Continue o texto sobre a poluição dos rios e a água doce no planeta, começando logo depois da última frase.

TEXTO PARA LER:
>>>>

Quanto maior o índice de contaminação, maiores os custos para tratamento, o que irá, por certo, onerar o bolso do contribuinte. Além do que, após certo grau de contaminação fica este rio impossibilitado de fornecer água para consumo, como por exemplo os Rios Tietê e Pinheiros que cortam a capital de São Paulo. Ainda temos os impactos antrópicos nas represas Billings e Jacupiranga, fontes vitais de águas para a região metropolitana de São Paulo.
Estão estes rios "mortos"? Podemos dizer que "temporariamente sim". Com vontade política e boa dose de investimentos pode-se reverter o quadro, em espelho do que aconteceu com rios europeus como Tamisa, Sena, e outros.
A pressão antrópica, ou populacional sobre os recursos hídricos é tamanha que, recentemente o Governo Federal criou a Agência Nacional de Águas para procurar regulamentar o uso desta commoditie, inclusive com cobrança por seu uso.
Em outras regiões do Brasil a história não é muito diferente: metais tóxicos, como o mercúrio usado no garimpo, acumulam-se criminosamente em nossas águas. Para cada 450 gramas de ouro extraídos dos rios da Amazônia, o dobro de mercúrio é despejado na água resultando num cálculo assustador: cerca de 100 toneladas anuais desse metal envenenam a Bacia Amazônica. (Secretaria de Estado do Meio Ambiente)
Segundo a Universidade Livre da Mata Atlântica: três quartos da superfície da Terra são cobertos com água. Dessa água 97% está nos oceanos e 3% é água doce. Destes 3% de água doce, 2% formam geleiras inacessíveis, restando apenas 1% de água doce disponível, armazenada em lençóis subterrâneos, rios e lagos, distribuída desigualmente pela terra. O Brasil possui 8% do total de toda água doce disponível no planeta. A água pode ser considerada um recurso inesgotável, na maioria dos ecossistemas, enquanto houver uma fonte de energia solar capaz de fazê-la mudar de estado físico e circular no ambiente Os seres vivos podem ter até 98% de seus tecidos constituídos por água. O ser humano possui cerca de 63% de água em seu corpo.

<<<<

ITENS LISTADOS:

>>>>

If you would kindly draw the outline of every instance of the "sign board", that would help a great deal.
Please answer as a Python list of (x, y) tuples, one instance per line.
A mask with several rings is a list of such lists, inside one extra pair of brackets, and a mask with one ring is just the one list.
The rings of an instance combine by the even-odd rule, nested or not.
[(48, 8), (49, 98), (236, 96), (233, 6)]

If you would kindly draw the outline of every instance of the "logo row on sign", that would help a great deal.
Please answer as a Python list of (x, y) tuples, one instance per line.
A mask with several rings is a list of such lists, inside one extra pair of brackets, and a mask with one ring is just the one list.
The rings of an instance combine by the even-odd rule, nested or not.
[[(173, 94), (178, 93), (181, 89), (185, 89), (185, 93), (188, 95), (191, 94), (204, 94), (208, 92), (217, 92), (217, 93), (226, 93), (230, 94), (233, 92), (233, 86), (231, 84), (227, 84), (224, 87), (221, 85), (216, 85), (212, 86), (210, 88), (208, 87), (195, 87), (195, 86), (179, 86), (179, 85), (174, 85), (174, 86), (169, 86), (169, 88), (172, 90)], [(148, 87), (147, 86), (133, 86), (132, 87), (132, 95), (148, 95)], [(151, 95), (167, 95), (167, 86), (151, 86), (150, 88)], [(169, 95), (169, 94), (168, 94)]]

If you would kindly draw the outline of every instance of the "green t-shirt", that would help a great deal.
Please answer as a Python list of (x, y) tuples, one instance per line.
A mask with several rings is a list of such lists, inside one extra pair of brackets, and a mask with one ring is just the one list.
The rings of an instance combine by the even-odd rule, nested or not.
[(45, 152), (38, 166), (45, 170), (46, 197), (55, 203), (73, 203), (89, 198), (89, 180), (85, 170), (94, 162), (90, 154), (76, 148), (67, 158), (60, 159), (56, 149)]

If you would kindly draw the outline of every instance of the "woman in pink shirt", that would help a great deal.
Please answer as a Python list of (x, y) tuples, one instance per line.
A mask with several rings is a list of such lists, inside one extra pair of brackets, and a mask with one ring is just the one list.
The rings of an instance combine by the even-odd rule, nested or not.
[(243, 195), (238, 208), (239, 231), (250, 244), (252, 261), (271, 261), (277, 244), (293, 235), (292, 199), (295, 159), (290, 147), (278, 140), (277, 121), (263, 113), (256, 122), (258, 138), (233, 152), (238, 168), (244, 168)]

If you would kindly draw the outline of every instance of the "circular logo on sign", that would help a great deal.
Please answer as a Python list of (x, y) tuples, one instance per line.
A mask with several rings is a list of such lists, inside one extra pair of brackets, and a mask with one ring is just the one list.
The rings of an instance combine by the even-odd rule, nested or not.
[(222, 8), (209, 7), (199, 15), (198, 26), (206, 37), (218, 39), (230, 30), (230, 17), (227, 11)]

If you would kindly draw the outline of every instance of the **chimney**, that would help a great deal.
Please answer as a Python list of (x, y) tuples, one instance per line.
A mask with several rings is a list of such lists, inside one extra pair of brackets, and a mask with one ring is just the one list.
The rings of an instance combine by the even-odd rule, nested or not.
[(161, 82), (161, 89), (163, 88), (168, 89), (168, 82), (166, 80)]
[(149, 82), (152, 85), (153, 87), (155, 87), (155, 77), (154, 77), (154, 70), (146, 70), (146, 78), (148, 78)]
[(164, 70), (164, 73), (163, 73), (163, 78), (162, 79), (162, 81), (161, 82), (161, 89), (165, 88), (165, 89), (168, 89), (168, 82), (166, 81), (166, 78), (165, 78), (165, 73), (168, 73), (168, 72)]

<<<<
>>>>

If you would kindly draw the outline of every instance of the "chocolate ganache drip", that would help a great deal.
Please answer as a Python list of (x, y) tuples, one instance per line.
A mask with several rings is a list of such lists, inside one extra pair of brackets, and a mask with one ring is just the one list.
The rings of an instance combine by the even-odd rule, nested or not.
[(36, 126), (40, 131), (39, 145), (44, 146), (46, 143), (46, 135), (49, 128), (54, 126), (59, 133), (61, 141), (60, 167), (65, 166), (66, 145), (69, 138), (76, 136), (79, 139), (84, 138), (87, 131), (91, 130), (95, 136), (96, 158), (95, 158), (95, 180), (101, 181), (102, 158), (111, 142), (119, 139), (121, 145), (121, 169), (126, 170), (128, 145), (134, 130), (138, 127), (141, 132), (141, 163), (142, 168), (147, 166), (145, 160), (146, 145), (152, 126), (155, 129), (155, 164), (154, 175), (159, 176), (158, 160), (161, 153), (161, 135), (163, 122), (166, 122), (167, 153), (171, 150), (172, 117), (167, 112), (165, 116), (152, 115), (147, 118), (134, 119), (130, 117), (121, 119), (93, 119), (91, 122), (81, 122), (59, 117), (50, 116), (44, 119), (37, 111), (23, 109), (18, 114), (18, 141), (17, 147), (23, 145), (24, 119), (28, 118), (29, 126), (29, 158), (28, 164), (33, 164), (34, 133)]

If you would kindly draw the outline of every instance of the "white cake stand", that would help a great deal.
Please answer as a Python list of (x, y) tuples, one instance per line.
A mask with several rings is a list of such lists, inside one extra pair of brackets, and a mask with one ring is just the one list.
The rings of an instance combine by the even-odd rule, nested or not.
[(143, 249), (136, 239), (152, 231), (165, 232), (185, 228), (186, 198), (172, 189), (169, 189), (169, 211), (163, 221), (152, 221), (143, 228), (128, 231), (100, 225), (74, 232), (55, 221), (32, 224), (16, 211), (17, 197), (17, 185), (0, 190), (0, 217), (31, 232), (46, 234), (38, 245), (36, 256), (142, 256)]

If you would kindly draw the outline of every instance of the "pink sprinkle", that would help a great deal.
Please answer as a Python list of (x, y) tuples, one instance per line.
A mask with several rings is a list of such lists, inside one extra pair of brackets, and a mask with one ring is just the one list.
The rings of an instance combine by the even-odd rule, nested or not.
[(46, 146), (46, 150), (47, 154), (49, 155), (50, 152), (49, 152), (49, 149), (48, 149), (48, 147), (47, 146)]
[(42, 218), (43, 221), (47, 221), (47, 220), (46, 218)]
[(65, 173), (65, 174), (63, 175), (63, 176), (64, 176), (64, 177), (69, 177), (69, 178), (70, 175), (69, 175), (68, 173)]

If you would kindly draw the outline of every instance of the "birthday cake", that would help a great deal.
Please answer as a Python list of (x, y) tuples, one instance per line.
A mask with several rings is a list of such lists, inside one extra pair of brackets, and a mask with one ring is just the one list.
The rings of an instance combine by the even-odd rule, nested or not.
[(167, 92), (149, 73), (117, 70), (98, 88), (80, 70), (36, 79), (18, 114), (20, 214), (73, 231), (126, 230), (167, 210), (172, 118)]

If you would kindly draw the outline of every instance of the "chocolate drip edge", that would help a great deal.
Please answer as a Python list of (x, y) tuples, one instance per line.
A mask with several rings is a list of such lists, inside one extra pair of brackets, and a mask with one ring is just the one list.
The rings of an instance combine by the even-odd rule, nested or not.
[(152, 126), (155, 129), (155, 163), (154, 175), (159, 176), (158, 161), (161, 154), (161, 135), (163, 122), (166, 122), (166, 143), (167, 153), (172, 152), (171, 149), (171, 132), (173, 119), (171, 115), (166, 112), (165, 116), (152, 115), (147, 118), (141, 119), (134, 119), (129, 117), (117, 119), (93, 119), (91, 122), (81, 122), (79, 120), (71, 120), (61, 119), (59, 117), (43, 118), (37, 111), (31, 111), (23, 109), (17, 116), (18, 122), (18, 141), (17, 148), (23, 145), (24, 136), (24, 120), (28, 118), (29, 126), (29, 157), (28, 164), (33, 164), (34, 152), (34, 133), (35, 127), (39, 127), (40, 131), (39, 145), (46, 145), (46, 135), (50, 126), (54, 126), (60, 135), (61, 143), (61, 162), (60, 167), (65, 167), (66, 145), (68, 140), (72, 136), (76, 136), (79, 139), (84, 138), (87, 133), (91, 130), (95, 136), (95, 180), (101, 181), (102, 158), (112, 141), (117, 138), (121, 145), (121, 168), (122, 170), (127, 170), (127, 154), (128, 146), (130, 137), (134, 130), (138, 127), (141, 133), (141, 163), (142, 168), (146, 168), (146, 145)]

<<<<

RESULTADO DA TAREFA:
Consoante Chacon (José – Presidente do CREA-RJ) "Não podemos separar desenvolvimento de sustentabilidade. É preciso mudar os modelos atuais que se baseiam na errônea idéia de que os recursos naturais são inesgotáveis e numa estreita visão que desconsidera o inter-relacionamento de uma determinada atividade com o meio. Quando preconizamos, por exemplo, a preservação das matas ciliares e a implantação de medidas que evitem a poluição dos rios e do lençol freático, é porque qualquer forma de degradação dos mananciais compromete inúmeras espécies, inclusive o homem. Logo, o múltiplo uso dos rios, para fins de geração de energia, transporte, lazer, irrigação, uso industrial, fonte de alimentos e de abastecimento de águas para o saneamento básico das cidades deve ser feito sem comprometer a existência dos cursos d' água, ou seja, manter a sustentabilidade do recurso para garantir por um longo prazo o desempenho destas atividades".
Entende-se que em um prazo médio de cinqüenta (50) anos, caso o desperdício e a degradação dos recursos hídricos se mantenha, não existirá mais água própria para o consumo humano no planeta.
"A população mundial vem crescendo, mas as fontes de água potável diminuem. O programa das Nações Unidas já alertaram para um possível colapso das reservas de água doce em 2025." (CHACON)
Quanto a ANA –Agência Nacional das Águas, segundo CHACON, "um dos principais problemas, já no texto de lei da sua criação, é a falta de garantia explícita de que o dinheiro arrecadado nas bacias seja investido em favor das próprias".
O maior impacto causado pela escassez da água será o desaparecimento da vida.
Segundo o presidente da Rede Nacional Pró-Unidades de Conservação (RNPUC), Ibsen Câmara "A perda das florestas causou uma erosão desenfreada e, conseqüentemente, o assoreamento de rios e reservatórios"
Para a RNPUC, algumas ações vêm sendo tomadas para se evitar o déficit maior de água, em especial nos reservatórios. Como exemplo, Maria Tereza de Pádua Jorge, presidente da Funatura e membro da RNPUC, citou como ação para se evitar um déficit maior de água, a revitalização do rio São Francisco, que corta todo sertão nordestino, com o reflorestamento das nascentes dos tributários, além da aplicação de recursos pelas empresas do setor energético na preservação das unidades de conservação de so indireto.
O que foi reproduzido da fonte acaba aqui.